───── BAHAN SUMBER
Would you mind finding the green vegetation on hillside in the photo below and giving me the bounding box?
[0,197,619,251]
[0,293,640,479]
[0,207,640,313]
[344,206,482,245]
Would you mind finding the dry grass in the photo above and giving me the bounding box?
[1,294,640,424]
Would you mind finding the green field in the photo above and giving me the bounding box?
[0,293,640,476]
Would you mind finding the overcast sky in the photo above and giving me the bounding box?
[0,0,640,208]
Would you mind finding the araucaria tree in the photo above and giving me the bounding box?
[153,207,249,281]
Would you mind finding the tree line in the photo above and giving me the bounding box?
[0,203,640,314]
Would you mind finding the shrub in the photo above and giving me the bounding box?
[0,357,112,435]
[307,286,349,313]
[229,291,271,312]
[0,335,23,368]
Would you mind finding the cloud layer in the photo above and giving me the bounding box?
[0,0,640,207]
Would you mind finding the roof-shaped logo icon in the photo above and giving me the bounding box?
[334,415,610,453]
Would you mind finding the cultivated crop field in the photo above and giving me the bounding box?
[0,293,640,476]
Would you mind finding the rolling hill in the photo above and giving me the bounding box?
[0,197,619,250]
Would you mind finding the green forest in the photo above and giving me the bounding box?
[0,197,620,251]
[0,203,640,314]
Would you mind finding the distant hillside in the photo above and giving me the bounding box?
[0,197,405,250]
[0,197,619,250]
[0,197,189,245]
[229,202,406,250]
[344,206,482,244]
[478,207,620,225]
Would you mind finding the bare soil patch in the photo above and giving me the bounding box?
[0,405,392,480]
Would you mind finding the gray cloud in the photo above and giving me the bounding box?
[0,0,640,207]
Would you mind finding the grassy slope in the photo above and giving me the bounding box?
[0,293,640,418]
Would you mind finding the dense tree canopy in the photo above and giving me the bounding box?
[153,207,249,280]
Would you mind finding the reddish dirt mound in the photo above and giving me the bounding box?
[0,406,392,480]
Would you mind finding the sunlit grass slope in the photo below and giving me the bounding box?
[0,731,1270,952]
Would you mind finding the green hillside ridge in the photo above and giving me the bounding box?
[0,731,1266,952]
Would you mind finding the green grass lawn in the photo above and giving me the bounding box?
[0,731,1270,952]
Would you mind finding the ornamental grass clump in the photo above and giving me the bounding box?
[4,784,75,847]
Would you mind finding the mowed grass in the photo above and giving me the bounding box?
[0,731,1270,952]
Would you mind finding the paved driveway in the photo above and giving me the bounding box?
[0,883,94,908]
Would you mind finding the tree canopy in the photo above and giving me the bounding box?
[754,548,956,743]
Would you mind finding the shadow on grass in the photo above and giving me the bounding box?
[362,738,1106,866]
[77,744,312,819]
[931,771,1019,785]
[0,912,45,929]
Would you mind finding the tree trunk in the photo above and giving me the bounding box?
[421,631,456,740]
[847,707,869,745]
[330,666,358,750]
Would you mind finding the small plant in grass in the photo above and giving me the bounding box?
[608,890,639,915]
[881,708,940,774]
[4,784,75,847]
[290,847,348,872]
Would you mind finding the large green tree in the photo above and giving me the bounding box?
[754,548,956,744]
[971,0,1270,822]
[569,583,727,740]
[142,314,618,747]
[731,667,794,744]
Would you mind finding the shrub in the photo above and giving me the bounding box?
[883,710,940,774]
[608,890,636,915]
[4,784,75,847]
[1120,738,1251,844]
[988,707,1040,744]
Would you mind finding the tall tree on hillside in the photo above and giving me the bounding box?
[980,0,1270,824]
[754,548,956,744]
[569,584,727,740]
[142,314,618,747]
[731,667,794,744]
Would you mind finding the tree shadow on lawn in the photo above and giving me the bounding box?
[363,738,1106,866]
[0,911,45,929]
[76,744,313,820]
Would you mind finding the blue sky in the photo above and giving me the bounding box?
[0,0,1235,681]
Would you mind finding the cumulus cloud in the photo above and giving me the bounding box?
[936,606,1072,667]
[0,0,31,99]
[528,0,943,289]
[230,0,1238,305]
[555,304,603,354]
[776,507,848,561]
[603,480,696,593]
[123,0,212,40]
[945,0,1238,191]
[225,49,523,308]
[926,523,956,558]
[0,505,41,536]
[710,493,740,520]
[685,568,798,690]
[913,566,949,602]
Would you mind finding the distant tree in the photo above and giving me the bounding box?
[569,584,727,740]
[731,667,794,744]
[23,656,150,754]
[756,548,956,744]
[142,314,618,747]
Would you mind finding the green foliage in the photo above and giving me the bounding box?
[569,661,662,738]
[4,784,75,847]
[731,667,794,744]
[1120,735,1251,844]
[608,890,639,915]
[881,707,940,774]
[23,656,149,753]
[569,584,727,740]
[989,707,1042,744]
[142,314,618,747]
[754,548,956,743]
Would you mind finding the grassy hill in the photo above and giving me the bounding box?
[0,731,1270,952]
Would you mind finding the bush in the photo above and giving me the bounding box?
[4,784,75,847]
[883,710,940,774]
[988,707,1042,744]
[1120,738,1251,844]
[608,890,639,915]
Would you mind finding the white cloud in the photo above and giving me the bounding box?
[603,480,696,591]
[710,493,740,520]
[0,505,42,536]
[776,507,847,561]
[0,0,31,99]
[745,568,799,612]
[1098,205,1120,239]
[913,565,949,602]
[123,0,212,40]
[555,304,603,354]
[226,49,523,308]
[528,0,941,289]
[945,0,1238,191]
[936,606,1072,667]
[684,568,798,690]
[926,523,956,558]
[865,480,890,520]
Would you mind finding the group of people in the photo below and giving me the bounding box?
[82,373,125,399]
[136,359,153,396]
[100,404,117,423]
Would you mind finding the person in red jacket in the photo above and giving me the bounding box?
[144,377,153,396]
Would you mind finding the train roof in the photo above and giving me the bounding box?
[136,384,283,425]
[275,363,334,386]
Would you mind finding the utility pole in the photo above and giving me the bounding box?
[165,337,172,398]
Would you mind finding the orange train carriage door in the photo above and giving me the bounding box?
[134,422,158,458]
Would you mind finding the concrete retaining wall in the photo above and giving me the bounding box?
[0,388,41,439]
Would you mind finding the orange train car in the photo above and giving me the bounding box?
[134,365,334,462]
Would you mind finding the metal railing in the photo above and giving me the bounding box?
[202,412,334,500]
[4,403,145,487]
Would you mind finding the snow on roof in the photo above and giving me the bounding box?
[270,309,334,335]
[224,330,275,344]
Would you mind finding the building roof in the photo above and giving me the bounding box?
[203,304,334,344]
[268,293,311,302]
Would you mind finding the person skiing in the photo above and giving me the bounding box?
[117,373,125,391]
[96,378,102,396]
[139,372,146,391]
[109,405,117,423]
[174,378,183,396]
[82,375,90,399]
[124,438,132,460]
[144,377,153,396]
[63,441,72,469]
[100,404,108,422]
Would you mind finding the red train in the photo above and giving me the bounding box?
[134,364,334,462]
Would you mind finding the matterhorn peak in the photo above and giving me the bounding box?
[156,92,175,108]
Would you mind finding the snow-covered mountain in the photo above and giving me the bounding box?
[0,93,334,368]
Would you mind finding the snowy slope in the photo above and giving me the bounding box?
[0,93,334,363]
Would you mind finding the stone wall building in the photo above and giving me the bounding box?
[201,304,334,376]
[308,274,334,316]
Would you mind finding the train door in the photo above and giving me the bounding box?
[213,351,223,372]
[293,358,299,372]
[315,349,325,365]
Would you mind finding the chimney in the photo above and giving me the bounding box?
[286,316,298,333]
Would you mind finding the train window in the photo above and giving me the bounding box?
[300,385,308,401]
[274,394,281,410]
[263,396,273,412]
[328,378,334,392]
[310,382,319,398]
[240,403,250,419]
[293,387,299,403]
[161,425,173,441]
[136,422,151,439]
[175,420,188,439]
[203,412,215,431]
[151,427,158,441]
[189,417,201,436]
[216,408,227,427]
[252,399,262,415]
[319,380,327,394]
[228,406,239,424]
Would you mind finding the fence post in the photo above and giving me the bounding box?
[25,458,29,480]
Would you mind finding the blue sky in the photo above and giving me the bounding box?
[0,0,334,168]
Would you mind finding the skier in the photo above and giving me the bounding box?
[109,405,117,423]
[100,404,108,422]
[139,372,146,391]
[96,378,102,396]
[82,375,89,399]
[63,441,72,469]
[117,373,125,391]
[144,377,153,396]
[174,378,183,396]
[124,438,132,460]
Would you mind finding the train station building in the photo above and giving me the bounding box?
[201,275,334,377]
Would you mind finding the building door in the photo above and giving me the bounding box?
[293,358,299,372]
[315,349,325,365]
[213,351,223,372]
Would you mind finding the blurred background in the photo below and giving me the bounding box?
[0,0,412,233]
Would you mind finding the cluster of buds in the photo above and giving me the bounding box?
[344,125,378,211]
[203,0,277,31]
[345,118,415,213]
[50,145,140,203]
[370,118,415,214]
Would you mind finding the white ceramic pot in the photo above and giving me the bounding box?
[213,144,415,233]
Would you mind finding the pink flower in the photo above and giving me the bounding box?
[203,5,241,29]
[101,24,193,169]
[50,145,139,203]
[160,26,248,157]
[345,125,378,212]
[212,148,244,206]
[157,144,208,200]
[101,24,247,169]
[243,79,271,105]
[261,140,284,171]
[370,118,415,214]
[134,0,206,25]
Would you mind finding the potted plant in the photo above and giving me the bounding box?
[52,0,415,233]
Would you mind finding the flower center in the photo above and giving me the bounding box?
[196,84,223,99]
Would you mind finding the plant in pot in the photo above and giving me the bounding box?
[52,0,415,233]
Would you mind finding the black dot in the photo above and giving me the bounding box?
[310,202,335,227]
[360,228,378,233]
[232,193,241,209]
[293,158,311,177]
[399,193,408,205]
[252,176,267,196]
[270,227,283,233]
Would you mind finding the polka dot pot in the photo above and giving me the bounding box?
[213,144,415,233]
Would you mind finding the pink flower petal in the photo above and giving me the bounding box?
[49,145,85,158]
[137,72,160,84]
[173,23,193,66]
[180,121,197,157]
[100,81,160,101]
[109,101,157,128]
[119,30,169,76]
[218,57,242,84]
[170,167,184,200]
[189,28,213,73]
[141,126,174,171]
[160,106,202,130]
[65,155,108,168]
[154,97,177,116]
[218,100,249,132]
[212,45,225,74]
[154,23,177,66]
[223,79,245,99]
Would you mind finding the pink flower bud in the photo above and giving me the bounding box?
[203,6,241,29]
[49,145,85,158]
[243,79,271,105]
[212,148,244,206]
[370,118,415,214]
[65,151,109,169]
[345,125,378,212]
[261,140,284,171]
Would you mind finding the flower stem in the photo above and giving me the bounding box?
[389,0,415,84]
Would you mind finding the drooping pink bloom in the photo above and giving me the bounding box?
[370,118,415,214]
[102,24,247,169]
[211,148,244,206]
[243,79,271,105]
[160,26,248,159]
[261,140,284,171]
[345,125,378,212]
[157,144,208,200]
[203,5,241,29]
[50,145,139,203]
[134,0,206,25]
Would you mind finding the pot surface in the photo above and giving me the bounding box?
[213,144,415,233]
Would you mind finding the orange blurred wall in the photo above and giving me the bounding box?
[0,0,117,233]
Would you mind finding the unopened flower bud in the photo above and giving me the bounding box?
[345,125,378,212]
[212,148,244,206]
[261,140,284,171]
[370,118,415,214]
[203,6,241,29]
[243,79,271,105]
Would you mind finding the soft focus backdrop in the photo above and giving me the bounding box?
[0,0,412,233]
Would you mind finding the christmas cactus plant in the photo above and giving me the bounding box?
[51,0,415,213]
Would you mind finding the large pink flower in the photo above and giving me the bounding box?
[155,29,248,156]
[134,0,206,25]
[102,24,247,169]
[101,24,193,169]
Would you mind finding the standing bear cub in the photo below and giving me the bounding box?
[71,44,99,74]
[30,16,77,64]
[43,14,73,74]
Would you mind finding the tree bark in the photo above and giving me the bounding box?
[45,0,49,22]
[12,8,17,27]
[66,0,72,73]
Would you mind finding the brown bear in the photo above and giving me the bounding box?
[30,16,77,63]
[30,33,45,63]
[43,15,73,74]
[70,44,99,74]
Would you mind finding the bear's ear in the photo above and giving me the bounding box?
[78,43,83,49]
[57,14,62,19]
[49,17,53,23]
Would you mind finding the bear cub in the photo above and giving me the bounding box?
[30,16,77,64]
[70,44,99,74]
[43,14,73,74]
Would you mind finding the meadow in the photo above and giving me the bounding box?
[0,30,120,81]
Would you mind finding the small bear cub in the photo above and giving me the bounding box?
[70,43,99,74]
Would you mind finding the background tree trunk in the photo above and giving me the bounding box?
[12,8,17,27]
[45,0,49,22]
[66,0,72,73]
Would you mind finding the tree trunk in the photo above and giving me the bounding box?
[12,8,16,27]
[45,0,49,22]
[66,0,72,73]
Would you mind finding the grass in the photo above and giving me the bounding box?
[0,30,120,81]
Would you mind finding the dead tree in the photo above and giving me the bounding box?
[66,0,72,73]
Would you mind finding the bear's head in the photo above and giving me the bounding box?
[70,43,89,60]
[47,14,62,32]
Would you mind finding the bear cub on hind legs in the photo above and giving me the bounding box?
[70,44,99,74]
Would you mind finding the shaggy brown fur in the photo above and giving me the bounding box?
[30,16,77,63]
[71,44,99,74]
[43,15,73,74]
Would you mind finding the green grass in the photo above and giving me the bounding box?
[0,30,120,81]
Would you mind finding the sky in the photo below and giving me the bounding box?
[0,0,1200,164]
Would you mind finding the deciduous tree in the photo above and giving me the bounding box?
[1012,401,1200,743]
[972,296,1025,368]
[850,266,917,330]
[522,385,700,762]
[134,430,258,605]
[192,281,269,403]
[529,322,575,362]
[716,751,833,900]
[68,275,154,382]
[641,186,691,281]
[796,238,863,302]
──────────
SOAL UNTUK DIKERJAKAN
Ubah bagian entri dari baris yang memuat "Would you mind finding the stone" hingga baris yang memuat "[286,316,298,333]", termasuk kedua baris tersebut, menjadi daftar bernomor tanpa baris kosong.

JAWABAN SOAL
1. Would you mind finding the stone wall building in the photo above and giving me the bounding box?
2. [201,304,334,376]
3. [308,274,334,316]
4. Would you mind finding the train door in the photo above and giving me the bounding box?
5. [213,351,223,372]
6. [293,358,299,372]
7. [315,349,325,365]
8. Would you mind finding the chimney in the photo above and giving me the bounding box?
9. [286,316,298,333]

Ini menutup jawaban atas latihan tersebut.